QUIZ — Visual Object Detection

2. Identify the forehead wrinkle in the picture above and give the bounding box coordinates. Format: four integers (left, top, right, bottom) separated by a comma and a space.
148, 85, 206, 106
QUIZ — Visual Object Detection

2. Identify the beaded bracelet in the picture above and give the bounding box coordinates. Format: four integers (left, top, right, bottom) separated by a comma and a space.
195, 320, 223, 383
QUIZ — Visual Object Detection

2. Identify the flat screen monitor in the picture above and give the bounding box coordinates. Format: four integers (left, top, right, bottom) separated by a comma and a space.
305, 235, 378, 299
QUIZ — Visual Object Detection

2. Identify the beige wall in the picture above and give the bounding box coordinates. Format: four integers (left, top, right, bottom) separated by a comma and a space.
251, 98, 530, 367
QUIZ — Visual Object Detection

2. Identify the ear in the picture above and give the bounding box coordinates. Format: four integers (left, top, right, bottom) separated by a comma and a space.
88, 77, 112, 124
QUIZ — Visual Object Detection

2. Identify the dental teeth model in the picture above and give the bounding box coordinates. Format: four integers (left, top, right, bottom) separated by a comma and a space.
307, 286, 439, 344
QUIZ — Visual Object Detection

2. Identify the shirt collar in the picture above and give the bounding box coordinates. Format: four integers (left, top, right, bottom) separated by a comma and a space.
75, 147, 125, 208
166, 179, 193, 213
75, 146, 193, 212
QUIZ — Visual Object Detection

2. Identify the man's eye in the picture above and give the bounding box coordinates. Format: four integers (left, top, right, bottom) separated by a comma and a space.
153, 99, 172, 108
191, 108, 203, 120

....................

__How to complete this task__.
Reproduce the whole listing above, word for word.

__Written reply__.
QUIZ — Visual Object Detection

2. Identify the forehead wrinkle in the picture above and give the bounding box coordinates. Format: four integers (left, top, right, bottom) separated by a comma and a space.
148, 85, 206, 106
QUIZ — Visual Object Detection

2. Identify the beaded bracelet in the picture above and give the bounding box coordinates. Format: four integers (left, top, right, bottom) separated by a comma and a space.
195, 320, 223, 383
QUIZ — Visual Object Detection

2. Identify the flat screen monitor in the picture above and give the bounding box coordinates. Format: four integers (left, top, right, bottom) separated by a comma and a space.
305, 235, 378, 299
QUIZ — Visual Object Detection

2. Identify the beige wall in the picture above and give the bounding box coordinates. Format: four integers (left, top, right, bottom) separated by a comma and a space.
251, 98, 530, 367
QUIZ — Visual Object Detection

2. Identify the ear in the picture above and give the bounding box coordinates. Format: four integers (left, top, right, bottom) separated by a comma and a space.
88, 77, 112, 124
QUIZ — Visual Object Detection

2. Identify the dental teeth model in the picture above and give the bounding box coordinates. Format: four integers (left, top, right, bottom) separated by a comma and a space.
307, 286, 439, 344
QUIZ — Visual Object Detection

2. Identify the shirt collar in the picture above and give the bounding box coordinates. Format: four integers (left, top, right, bottom) separated by a comma and a space.
75, 147, 125, 208
166, 179, 193, 213
75, 146, 193, 212
QUIZ — Visual Object Detection

2. Identify the man's eye in the picture above and give the bounding box coordinates. Format: four integers (left, top, right, bottom) separated by a comma and a space.
153, 99, 172, 108
191, 108, 203, 120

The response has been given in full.